_TASK PROMPT:_ Copy all of the entries below, changing "incident report" to "site log" wherever it occurs and leaving everything else unchanged. Omit the pictures from your output.

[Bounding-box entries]
━━━━━━━━━━━━━━━━━━━━

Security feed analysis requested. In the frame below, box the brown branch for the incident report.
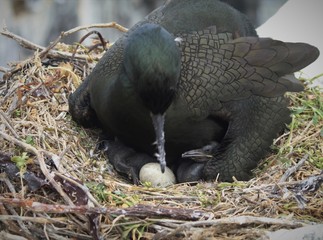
[158,216,304,240]
[0,22,128,79]
[0,27,44,51]
[278,154,308,183]
[0,197,208,221]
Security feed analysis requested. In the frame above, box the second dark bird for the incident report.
[69,0,319,183]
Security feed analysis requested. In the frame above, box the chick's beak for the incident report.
[151,114,166,173]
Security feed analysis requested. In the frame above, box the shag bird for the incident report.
[69,0,319,183]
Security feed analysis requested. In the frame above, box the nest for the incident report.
[0,23,323,239]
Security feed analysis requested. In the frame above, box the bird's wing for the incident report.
[178,27,319,118]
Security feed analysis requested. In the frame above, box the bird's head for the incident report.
[124,23,181,172]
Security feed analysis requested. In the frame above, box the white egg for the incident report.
[139,163,176,187]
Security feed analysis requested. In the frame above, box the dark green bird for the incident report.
[69,0,319,183]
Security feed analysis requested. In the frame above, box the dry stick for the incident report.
[55,172,102,207]
[0,109,19,138]
[0,22,128,78]
[0,131,74,205]
[0,215,67,224]
[278,154,308,183]
[0,197,208,221]
[162,216,305,238]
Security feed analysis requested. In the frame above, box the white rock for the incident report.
[139,163,176,187]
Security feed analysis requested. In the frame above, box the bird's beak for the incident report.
[182,148,213,162]
[151,114,166,173]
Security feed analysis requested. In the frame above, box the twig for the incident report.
[0,27,44,51]
[0,215,66,224]
[0,231,28,240]
[0,131,74,205]
[0,109,19,138]
[0,66,9,73]
[0,197,208,221]
[55,172,102,207]
[278,154,308,183]
[0,22,128,79]
[168,216,304,231]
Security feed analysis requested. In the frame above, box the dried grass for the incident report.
[0,23,323,239]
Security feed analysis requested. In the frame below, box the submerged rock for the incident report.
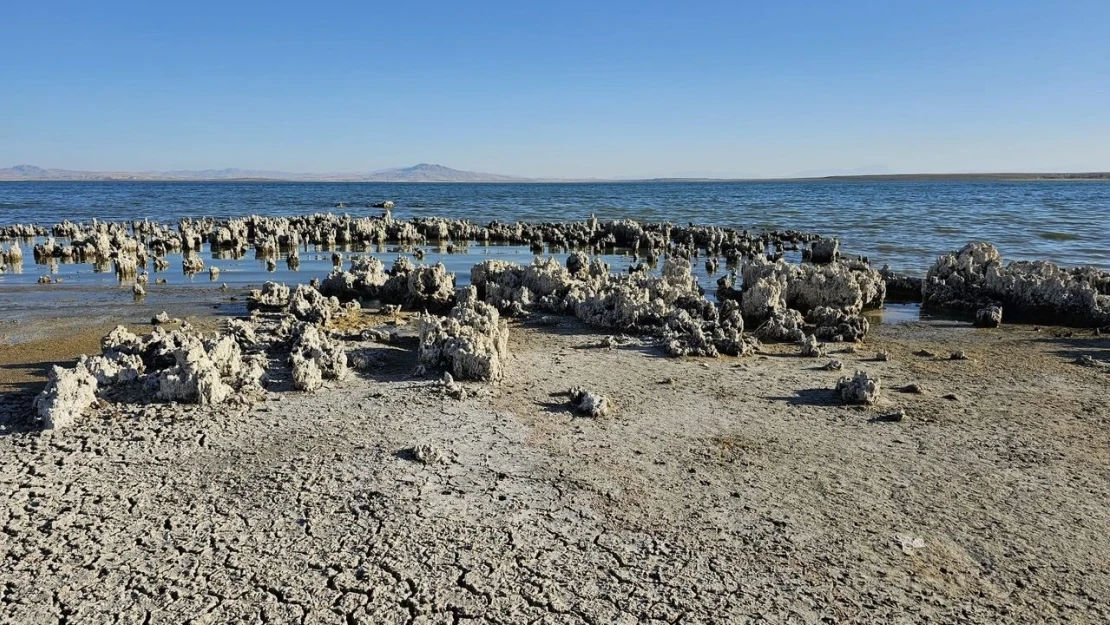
[922,242,1110,327]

━━━━━━━━━━━━━━━━━━━━

_ANSWER FOR THIS EXERCISE:_
Security feed analysis requested. In the frame below, box the brown branch for the site log.
[158,216,304,240]
[0,22,128,79]
[0,27,44,51]
[278,154,308,183]
[0,197,208,221]
Security feed analysis requested. In the frame above, box the second dark bird for the site log.
[69,0,319,183]
Security feed analysis requested. In the frame above, box the chick's beak for the site log.
[151,114,166,173]
Security feed analysis requested. In the frame above, box the shag bird for the site log.
[69,0,319,183]
Security feed analysis requested. In the frame above, box the nest for the site log.
[0,23,323,239]
Security feed analysis requested. In the frame above, box the bird's wing for the site log.
[178,27,319,118]
Security feed analysis requested. In the frame above, box the bird's head for the site log.
[124,23,181,172]
Security feed analysis requested. In the frame above, box the white egg for the site log.
[139,163,176,187]
Security feed analysis requested. In the frame above, box the dark green bird for the site log.
[69,0,319,183]
Security feed analysis requested. In the frame above, box the dry stick for the site log.
[55,172,102,207]
[0,109,19,138]
[0,22,128,78]
[0,131,74,205]
[0,215,67,224]
[278,154,308,183]
[0,197,208,221]
[162,216,305,238]
Security feed analysis requested. In the frame above, box the white rock for the site log.
[139,163,176,187]
Security feed analysis requested. In the frame above, box the bird's beak for the site log.
[182,148,213,162]
[151,114,166,173]
Security feed analysis requested. In the frame above, box the twig for the site log.
[0,27,44,51]
[0,215,66,224]
[0,231,28,240]
[0,131,74,205]
[0,109,19,138]
[0,66,9,73]
[0,197,208,221]
[55,172,102,207]
[278,154,308,183]
[0,22,128,79]
[168,216,304,231]
Security feed analysis requested. In the frame above, box the dried grass for the site log.
[0,23,323,239]
Security feed analysis requested. In the frame below, box the submerged rock for the site log.
[922,242,1110,327]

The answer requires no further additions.